#### What needs to be done:
Nothing but the lines holding the string "target" should appear in the answer. Copy them from the entries.

#### Information supplied:
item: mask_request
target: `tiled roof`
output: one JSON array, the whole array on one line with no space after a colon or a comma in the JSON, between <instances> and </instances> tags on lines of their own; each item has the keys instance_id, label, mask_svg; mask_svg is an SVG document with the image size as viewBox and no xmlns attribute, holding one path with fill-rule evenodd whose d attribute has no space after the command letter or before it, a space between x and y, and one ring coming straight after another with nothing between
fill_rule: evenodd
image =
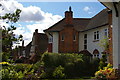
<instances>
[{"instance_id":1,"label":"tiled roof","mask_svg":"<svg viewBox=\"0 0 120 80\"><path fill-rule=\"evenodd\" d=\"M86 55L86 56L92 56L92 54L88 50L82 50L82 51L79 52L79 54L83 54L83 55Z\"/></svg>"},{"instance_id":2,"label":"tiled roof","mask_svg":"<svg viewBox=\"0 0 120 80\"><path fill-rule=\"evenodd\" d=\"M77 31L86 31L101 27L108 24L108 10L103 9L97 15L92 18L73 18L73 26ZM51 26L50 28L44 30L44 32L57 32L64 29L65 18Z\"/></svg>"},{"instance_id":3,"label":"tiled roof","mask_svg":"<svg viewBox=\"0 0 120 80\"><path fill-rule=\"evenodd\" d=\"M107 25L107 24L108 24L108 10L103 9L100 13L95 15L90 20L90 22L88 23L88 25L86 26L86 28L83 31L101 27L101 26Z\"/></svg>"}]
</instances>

==

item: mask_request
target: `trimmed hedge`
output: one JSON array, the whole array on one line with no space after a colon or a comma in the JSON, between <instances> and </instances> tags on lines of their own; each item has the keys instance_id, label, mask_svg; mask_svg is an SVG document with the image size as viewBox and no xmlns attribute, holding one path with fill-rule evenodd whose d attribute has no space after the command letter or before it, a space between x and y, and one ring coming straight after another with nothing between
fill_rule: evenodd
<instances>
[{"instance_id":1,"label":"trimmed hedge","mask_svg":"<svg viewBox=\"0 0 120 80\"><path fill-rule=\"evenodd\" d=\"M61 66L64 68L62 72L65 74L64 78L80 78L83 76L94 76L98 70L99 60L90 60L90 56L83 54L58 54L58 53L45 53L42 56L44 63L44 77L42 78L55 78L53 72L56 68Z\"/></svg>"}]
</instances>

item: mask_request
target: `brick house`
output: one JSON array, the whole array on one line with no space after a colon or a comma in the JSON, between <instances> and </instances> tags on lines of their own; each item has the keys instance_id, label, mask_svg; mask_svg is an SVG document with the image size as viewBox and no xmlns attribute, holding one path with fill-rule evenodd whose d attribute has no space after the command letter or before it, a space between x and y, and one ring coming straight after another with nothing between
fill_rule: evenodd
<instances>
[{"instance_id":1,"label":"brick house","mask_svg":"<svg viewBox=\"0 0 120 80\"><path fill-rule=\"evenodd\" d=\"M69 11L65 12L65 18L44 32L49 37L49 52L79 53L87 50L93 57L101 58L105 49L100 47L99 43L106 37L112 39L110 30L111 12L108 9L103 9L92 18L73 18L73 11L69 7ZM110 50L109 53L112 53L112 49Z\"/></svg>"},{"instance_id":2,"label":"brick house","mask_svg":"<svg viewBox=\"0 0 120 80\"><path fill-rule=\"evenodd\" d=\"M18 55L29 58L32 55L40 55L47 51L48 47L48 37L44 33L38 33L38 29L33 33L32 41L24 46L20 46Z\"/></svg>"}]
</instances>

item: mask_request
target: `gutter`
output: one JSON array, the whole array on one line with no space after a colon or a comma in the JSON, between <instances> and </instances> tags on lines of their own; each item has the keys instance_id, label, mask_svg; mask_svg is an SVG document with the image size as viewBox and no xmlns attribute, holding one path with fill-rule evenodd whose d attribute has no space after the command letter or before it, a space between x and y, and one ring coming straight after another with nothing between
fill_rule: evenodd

#### Written reply:
target: `tiled roof`
target: `trimmed hedge`
target: `brick house`
target: `gutter`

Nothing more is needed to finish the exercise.